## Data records

+ + + +

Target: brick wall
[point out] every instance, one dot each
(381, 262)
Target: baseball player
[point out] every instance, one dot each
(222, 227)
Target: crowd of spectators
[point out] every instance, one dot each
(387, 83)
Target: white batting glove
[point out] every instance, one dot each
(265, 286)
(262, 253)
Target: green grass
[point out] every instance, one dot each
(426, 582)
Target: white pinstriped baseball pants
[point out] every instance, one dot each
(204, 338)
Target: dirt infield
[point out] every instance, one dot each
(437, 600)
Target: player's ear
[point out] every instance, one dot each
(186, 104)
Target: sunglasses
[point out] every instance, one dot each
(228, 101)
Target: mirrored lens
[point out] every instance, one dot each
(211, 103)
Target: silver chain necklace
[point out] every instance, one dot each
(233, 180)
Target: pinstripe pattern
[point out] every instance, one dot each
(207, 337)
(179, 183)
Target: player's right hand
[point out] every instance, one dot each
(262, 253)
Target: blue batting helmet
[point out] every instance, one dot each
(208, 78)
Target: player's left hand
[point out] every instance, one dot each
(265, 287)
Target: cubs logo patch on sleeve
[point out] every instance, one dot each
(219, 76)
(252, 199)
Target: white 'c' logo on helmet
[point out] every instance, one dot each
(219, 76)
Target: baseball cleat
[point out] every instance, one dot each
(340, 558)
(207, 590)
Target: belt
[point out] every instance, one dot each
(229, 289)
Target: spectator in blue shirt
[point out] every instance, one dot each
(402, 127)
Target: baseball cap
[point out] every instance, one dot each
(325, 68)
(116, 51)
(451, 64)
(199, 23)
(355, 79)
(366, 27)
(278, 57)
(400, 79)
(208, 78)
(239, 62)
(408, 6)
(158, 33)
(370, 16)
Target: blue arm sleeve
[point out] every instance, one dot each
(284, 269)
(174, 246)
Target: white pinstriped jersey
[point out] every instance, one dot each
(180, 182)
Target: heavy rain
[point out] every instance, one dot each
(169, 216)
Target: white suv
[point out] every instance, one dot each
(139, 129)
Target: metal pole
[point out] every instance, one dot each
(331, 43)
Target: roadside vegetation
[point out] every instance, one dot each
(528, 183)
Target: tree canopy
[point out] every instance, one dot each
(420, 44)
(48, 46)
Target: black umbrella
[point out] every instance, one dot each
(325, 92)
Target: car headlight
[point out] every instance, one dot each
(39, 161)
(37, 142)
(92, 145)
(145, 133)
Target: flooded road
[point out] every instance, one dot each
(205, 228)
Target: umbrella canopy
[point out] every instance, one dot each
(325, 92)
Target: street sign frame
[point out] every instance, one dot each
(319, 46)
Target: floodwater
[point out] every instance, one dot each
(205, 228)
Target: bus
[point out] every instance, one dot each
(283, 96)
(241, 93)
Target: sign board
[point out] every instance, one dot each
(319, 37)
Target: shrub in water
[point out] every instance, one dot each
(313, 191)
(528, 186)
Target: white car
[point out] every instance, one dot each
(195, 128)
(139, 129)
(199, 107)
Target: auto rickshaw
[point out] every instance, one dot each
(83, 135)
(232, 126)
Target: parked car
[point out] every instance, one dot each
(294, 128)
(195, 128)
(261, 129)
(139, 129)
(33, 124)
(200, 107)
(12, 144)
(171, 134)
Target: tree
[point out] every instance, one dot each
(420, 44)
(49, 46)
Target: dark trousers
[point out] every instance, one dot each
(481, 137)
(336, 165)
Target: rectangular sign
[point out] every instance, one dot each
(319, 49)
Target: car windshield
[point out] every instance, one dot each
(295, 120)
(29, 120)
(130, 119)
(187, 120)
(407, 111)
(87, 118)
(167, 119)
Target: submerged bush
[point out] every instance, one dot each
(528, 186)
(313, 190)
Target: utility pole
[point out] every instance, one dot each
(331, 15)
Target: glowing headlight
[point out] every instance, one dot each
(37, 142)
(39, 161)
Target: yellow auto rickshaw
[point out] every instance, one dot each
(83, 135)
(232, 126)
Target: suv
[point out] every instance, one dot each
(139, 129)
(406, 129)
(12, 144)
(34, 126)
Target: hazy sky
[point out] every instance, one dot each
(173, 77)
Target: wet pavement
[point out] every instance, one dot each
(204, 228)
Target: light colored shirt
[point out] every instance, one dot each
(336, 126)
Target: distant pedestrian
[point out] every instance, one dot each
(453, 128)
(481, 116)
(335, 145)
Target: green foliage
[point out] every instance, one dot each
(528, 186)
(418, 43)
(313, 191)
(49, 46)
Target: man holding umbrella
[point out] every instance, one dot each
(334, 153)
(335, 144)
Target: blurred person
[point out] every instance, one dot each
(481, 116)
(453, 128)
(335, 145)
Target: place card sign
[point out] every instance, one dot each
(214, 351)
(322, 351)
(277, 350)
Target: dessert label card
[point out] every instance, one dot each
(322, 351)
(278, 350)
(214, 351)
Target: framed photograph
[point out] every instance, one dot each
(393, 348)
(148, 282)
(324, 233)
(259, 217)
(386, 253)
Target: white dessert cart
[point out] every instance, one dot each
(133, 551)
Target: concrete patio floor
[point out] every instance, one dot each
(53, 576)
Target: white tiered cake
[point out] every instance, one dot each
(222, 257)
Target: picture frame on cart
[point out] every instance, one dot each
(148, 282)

+ + + +

## WHAT TO DO
Change "one dot each" to "a single dot apiece" everywhere it occurs in the lines above, and keep everything else the same.

## RESPONSE
Target: brick wall
[point out] every instance, a single dot apiece
(381, 262)
Target: baseball player
[point out] every instance, a single dot apiece
(222, 227)
Target: crowd of spectators
[point out] every instance, a single dot apiece
(387, 83)
Target: white batting glove
[point out] every instance, a single dot apiece
(265, 286)
(262, 253)
Target: green grass
[point out] every instance, a single dot apiece
(426, 582)
Target: white pinstriped baseball pants
[point out] every instance, a single dot apiece
(204, 338)
Target: dirt infield
[point out] every instance, a single dot apiece
(437, 600)
Target: player's ear
[point out] every instance, a single dot apiece
(186, 104)
Target: sunglasses
[point out] every instance, a single dot apiece
(228, 101)
Target: mirrored lens
[point out] every instance, a single dot apiece
(211, 103)
Target: silver chain necklace
[point out] every instance, a single dot apiece
(233, 180)
Target: pinstripe pattern
[point out] every instance, a single dot apiece
(207, 337)
(179, 183)
Target: player's right hand
[point out] every instance, a single dot apiece
(262, 253)
Target: blue batting helmet
[point out] every instance, a single dot apiece
(208, 78)
Target: player's left hand
[point out] every instance, a single dot apiece
(265, 287)
Target: cubs logo patch on sleeve
[point out] every instance, a single dot apiece
(219, 76)
(252, 199)
Target: white 'c' logo on helmet
[point out] every instance, a single dot apiece
(219, 76)
Target: baseball cleat
[point out] every instance, a single dot apiece
(340, 558)
(207, 590)
Target: belt
[point out] every instance, a single dot apiece
(229, 289)
Target: spectator in blue shirt
[point out] every instance, a single dot apiece
(402, 127)
Target: baseball cap
[point out] every instance, a single dot apiece
(325, 68)
(116, 51)
(451, 64)
(199, 23)
(355, 79)
(366, 27)
(278, 57)
(400, 79)
(208, 78)
(239, 62)
(408, 6)
(158, 33)
(370, 16)
Target: blue arm sleeve
[point out] every instance, a single dot apiece
(284, 269)
(174, 246)
Target: white pinstriped jersey
[point out] every instance, a single dot apiece
(180, 182)
Target: heavy rain
[point out] every instance, a single dot apiece
(169, 216)
Target: white suv
[point out] every instance, a single dot apiece
(139, 129)
Target: metal pole
[point out] every instance, a single dot apiece
(331, 43)
Target: roadside vegetation
[point out] every instance, a single dot apiece
(528, 183)
Target: tree canopy
[point out] every instance, a single dot apiece
(420, 44)
(48, 46)
Target: black umbrella
[point out] every instance, a single dot apiece
(325, 92)
Target: car headlight
[point out] every instance, a single dot apiece
(39, 161)
(37, 142)
(92, 145)
(145, 133)
Target: flooded road
[point out] every instance, a single dot apiece
(205, 228)
Target: umbrella canopy
[point out] every instance, a single dot apiece
(325, 92)
Target: street sign frame
[point out] every instance, a single dot apiece
(319, 46)
Target: floodwater
[point out] every instance, a single dot apiece
(205, 228)
Target: bus
[point out] every instance, a single dot apiece
(283, 96)
(241, 93)
Target: sign board
[point out] every instance, a single dot apiece
(319, 37)
Target: shrub in water
[point out] every instance, a single dot apiece
(313, 191)
(528, 186)
Target: white car
[point out] every instance, a single dot apiece
(195, 128)
(139, 129)
(199, 107)
Target: auto rickshaw
[point out] every instance, a single dot apiece
(83, 135)
(232, 126)
Target: parked car
[point out] every instance, a single dot apiece
(294, 128)
(195, 128)
(261, 129)
(139, 129)
(33, 124)
(200, 107)
(12, 144)
(171, 134)
Target: tree
[point out] every instance, a single dot apiece
(420, 44)
(49, 46)
Target: dark trousers
[point out] every instance, a single dot apiece
(481, 137)
(336, 165)
Target: rectangular sign
[point out] every instance, a single dot apiece
(319, 49)
Target: car windshield
[point out] every instance, a single dot apiece
(295, 120)
(29, 120)
(130, 119)
(187, 120)
(407, 111)
(87, 118)
(167, 119)
Target: submerged bush
[point out] every instance, a single dot apiece
(528, 186)
(313, 190)
Target: utility pole
[point out] every instance, a single dot apiece
(331, 15)
Target: glowing headlight
[point out] every instance, a single dot apiece
(37, 142)
(39, 161)
Target: yellow auto rickshaw
[point out] every instance, a single dot apiece
(83, 135)
(232, 126)
Target: suv
[point out] every instance, a single dot apiece
(139, 129)
(406, 129)
(12, 144)
(34, 126)
Target: hazy sky
[point out] every instance, a single dot apiece
(173, 77)
Target: wet pavement
[point out] every instance, a single dot apiece
(204, 228)
Target: light colored shirt
[point out] every instance, a single dot apiece
(336, 126)
Target: distant pedestrian
[point out] every instance, a single dot apiece
(453, 128)
(481, 116)
(335, 145)
Target: green foliage
[point out] every instance, a single dot apiece
(528, 186)
(418, 43)
(313, 191)
(49, 46)
Target: man holding umbrella
[point out] every instance, a single dot apiece
(334, 153)
(335, 144)
Target: blurred person
[point out] every instance, a single dot apiece
(481, 116)
(453, 128)
(335, 145)
Target: place card sign
[point out] every instance, a single dot apiece
(214, 351)
(322, 351)
(277, 350)
Target: dessert label card
[point out] every instance, a single dot apiece
(322, 351)
(278, 350)
(214, 351)
Target: framed photograph
[point out] every instance, a single dot apiece
(393, 348)
(148, 282)
(324, 233)
(259, 217)
(386, 253)
Target: white dessert cart
[point out] every instance, a single dot apiece
(133, 551)
Target: concrete patio floor
[point out] every instance, a single dot apiece
(53, 576)
Target: white tiered cake
[point out] every instance, a single dot apiece
(222, 257)
Target: picture frame on cart
[point out] every instance, a single dot apiece
(148, 282)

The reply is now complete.